▶ _DATA TO USE_:
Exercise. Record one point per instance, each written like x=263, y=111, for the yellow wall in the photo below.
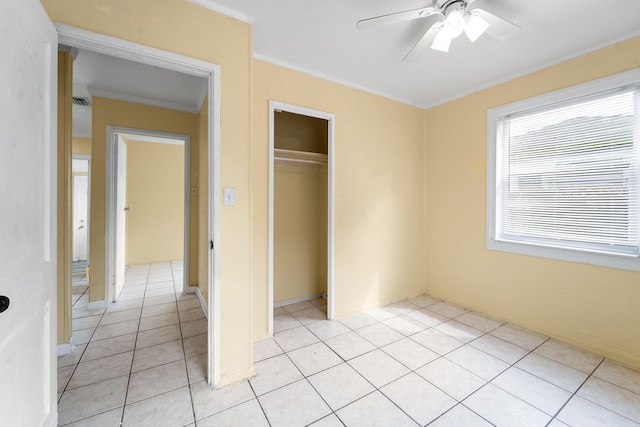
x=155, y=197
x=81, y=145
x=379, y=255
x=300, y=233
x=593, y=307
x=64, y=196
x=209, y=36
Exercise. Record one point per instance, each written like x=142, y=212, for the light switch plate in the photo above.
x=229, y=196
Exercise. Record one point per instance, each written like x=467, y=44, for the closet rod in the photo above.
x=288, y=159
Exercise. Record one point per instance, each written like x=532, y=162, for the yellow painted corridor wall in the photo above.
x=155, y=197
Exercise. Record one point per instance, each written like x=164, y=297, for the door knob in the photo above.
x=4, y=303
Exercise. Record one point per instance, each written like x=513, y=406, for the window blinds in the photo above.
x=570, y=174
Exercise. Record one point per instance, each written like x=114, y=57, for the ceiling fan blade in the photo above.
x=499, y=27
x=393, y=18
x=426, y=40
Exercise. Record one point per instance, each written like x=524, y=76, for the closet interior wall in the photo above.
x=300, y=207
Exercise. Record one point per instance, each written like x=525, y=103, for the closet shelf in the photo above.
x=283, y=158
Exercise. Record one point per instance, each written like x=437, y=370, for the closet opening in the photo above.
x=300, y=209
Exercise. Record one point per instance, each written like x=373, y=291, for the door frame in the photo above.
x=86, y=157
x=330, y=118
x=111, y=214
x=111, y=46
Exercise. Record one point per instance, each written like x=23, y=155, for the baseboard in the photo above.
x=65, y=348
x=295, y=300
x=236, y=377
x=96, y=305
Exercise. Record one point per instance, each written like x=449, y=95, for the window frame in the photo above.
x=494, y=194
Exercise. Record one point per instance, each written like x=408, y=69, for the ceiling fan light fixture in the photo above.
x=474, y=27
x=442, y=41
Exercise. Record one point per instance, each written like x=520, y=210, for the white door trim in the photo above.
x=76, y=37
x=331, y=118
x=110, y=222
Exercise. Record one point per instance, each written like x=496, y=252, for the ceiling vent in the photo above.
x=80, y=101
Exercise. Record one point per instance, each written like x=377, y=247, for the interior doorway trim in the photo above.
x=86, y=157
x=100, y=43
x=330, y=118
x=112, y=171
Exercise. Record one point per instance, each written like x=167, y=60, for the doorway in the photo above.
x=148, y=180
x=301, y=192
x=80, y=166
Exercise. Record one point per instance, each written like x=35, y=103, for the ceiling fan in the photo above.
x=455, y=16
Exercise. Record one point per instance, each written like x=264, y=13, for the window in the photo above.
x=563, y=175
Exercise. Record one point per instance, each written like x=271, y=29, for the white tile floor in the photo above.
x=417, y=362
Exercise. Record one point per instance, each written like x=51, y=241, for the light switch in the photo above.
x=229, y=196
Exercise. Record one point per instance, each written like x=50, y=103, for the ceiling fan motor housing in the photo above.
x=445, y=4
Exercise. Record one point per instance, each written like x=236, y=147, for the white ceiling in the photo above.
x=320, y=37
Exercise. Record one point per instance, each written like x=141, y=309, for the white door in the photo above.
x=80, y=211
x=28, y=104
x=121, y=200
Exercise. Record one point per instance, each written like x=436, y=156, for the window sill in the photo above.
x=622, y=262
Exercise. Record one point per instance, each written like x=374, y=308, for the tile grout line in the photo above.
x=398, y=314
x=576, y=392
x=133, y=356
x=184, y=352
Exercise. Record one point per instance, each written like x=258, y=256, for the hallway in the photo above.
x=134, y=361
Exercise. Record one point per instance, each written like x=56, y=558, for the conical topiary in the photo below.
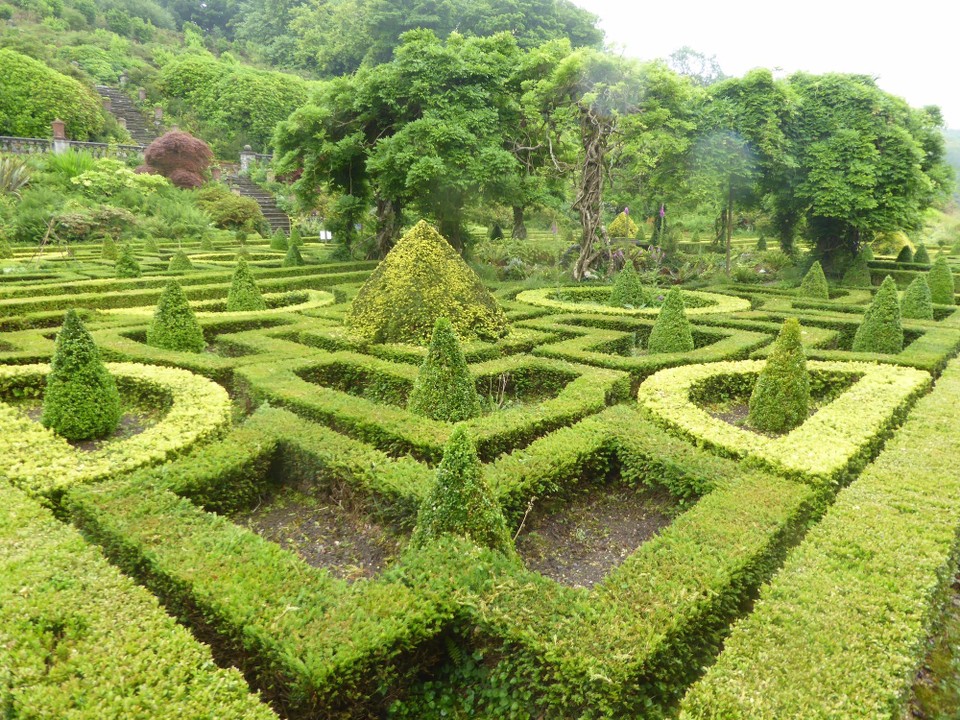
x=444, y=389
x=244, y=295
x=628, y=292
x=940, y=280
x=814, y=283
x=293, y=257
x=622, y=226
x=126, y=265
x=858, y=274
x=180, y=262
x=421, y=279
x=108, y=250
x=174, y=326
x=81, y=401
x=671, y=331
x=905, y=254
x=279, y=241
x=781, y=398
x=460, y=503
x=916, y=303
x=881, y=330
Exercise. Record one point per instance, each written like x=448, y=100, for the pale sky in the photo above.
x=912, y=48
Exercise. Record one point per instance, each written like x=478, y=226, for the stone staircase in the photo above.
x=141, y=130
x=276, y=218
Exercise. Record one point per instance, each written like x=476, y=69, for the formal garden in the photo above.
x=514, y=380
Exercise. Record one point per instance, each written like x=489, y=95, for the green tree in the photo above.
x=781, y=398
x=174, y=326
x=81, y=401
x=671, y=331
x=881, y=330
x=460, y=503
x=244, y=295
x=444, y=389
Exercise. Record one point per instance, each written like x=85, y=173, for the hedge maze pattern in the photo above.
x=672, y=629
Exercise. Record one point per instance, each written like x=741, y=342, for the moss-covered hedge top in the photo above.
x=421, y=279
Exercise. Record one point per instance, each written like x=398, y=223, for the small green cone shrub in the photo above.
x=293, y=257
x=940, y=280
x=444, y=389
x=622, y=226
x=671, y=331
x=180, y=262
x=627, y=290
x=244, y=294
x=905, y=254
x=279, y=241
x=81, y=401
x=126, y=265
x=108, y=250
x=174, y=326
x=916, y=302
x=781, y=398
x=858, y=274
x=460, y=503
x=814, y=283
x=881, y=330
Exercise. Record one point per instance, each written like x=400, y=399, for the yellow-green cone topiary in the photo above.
* * *
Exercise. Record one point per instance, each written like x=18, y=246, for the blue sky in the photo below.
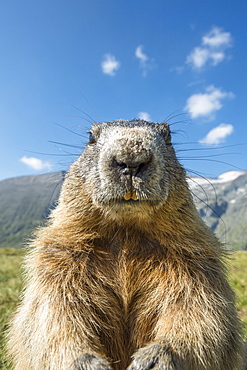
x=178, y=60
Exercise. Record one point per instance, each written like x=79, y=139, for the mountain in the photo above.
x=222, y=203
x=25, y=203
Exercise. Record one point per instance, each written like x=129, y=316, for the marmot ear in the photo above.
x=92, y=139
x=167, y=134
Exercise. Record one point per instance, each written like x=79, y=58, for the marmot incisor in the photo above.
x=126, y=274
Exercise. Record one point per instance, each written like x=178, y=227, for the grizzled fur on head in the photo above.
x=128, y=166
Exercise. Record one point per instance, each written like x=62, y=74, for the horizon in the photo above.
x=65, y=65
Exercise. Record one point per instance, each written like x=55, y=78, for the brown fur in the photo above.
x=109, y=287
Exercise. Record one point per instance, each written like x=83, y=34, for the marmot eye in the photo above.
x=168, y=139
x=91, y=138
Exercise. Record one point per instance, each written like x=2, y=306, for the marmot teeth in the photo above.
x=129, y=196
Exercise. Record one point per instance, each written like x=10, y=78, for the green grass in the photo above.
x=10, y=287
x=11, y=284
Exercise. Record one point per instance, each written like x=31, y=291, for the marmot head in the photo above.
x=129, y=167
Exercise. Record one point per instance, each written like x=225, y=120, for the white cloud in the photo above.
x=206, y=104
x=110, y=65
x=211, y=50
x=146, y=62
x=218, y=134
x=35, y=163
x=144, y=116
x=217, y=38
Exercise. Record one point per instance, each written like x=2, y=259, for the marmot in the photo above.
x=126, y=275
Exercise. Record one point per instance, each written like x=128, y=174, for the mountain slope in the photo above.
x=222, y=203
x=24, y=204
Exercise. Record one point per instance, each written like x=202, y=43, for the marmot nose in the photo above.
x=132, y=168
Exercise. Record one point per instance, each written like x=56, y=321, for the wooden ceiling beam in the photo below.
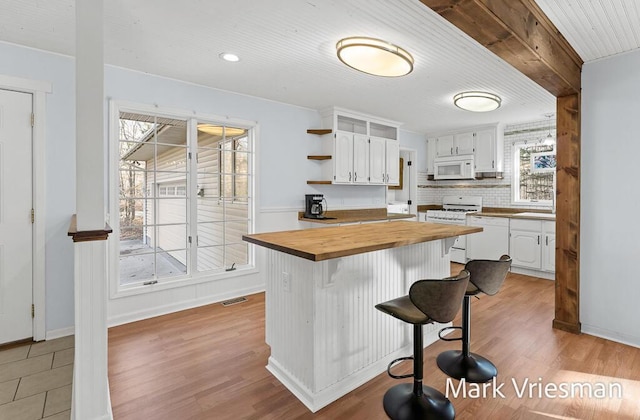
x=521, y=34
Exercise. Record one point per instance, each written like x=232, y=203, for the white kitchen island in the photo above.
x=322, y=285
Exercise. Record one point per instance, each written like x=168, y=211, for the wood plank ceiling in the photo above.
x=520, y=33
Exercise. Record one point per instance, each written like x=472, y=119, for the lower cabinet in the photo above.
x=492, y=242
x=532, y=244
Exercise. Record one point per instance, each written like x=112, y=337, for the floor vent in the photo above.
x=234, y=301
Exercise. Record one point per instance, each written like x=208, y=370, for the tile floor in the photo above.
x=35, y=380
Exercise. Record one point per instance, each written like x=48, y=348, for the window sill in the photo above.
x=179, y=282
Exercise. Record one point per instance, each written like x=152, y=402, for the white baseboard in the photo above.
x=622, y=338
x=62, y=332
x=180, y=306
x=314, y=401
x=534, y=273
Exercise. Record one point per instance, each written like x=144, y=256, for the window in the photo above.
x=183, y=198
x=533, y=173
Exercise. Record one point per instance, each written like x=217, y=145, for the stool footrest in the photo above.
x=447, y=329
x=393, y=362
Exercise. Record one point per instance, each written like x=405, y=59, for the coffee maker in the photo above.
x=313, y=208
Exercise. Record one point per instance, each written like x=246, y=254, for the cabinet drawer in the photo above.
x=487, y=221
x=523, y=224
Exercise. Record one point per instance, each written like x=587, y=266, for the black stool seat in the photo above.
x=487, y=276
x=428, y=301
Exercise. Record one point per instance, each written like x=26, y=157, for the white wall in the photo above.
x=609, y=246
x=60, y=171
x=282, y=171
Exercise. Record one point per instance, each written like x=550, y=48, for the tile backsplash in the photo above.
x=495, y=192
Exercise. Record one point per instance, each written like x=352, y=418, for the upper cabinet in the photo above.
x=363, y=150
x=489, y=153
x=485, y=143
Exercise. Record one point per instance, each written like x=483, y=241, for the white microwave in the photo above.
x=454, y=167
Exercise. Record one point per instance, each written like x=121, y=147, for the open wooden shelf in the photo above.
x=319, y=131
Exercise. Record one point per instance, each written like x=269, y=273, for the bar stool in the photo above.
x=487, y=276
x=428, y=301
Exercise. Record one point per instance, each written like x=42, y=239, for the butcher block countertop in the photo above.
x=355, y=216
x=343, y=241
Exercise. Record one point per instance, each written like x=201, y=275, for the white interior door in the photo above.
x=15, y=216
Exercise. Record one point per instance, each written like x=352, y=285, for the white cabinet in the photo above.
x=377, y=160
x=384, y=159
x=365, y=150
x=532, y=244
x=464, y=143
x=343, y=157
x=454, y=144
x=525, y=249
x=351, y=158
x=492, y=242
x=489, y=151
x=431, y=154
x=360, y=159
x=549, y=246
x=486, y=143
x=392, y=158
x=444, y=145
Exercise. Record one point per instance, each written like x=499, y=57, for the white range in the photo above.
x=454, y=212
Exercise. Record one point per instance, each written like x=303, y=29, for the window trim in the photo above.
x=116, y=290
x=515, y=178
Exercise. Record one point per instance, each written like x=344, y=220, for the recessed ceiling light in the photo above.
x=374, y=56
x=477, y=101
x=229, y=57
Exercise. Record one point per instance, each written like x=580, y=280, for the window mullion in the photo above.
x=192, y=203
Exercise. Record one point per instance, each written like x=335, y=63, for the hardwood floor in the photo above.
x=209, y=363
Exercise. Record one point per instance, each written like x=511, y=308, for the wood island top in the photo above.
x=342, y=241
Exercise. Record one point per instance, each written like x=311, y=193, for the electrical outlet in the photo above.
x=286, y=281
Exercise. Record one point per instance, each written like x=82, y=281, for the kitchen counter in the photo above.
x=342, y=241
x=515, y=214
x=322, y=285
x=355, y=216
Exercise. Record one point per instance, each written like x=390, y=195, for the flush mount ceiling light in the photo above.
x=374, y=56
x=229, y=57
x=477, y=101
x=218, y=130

▶ _CHALLENGE_: Swap "lower cabinet" for "base cabinet" in the lines running from the line with "plank ceiling in the photo above." up to and including the line with "x=35, y=380", and write out only those lines with everything else left unchanged.

▶ _TASK OUTPUT_:
Exercise. Record one point per instance, each written like x=168, y=211, for the wood plank ceiling in the photo above.
x=520, y=33
Exercise. Record one point per instance, each written like x=472, y=119, for the base cabinet in the photo above.
x=492, y=242
x=532, y=244
Exercise. Record one point per instance, each written like x=112, y=337, for the floor vent in the photo above.
x=234, y=301
Exercise. Record one point per instance, each written like x=208, y=370, for the tile floor in the photo above.
x=35, y=380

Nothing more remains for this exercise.